About this task: Please return the full listing below without altering anything.

Given information:
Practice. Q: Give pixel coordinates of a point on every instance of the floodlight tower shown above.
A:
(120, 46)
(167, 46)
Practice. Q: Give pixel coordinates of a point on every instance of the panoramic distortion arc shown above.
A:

Response to the exercise:
Practice. Q: Give pixel coordinates of a point on every instance of the floodlight tower shown above.
A:
(120, 46)
(167, 46)
Practice. Q: Give pixel coordinates of a point on every instance of the panoramic distortion arc shown above.
A:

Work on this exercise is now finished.